(SOURCE TEXT)
────────────────
Having started at the bottom and worked my up, I have no regrets. I still think the best way in is the traditional one: starting as a porter at one of the larger auction houses, graduating to cataloguing and developing specialist knowledge in your chosen field while studying for a fine arts valuation qualification. There aren’t many courses left around the country, but they are worth doing if this game is for you.

A lot of the auction business has already gone online and I have no doubt that more will in future. However, I also believe that there will always be brick-and-mortar salerooms for people to visit, view and handle the goods first, particularly at the top end of the market where prices run into the millions. We sell via both channels.

Greeting buyers and browsers face to face in the saleroom means we have the best of both worlds: the chance to deal with people and things. I suspect that has more appeal to most people than cutting out the live human element of the transactional process.

If the past couple of years have taught me anything, it is that the young are very resourceful, tackling the challenges of the pandemic in inspirational ways by harnessing the internet and social media. That tells me that many of them also have the talent to develop the next generation of the international art and antiques market as fresh ideas and ways of selling emerge in tandem with collecting fields.

Auctioneering as a career still holds a lot of promise and the chances of setting up your own business and working for yourself in the long term are greater than in most other industries. It’s something you might want to have a think about.
────────────────
(PROVIDED DATA)
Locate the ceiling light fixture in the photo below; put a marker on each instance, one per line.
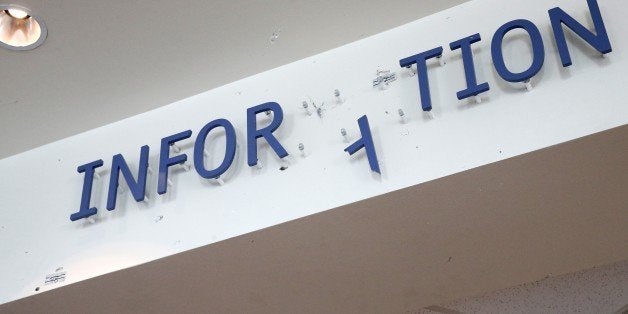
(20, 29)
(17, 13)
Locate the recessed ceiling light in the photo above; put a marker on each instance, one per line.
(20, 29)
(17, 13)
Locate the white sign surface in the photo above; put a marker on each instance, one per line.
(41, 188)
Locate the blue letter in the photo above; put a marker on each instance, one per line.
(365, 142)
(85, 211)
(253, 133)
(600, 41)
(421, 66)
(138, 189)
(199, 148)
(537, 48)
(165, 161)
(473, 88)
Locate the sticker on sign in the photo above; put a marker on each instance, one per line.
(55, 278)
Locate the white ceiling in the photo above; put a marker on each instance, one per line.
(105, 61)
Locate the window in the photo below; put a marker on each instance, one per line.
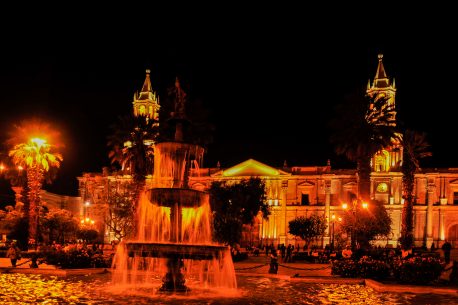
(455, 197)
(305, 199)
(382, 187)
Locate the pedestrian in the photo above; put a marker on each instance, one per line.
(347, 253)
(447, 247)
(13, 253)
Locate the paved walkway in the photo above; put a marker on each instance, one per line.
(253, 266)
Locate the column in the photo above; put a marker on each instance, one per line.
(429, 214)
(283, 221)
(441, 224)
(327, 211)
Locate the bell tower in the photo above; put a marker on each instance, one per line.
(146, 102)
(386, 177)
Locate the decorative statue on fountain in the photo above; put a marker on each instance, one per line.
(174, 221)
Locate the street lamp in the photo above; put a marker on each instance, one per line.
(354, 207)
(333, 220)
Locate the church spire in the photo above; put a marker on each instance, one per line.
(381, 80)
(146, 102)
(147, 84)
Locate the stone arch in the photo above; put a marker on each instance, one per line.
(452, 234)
────────────────
(EXERCISE DETAILS) Decide whether each statement agrees with the text on careers in auctioneering, answering yes or no and quoting the deciding words. 1. The writer's business sells only through a physical saleroom. 2. Fine arts valuation courses are still widely available around the country. 3. The writer expects more of the auction business to move online. The records are taken from a separate source and are unrelated to the text above.

(COMPLETED TASK)
1. No: "We sell via both channels."
2. No: "There aren’t many courses left around the country"
3. Yes: "I have no doubt that more will in future."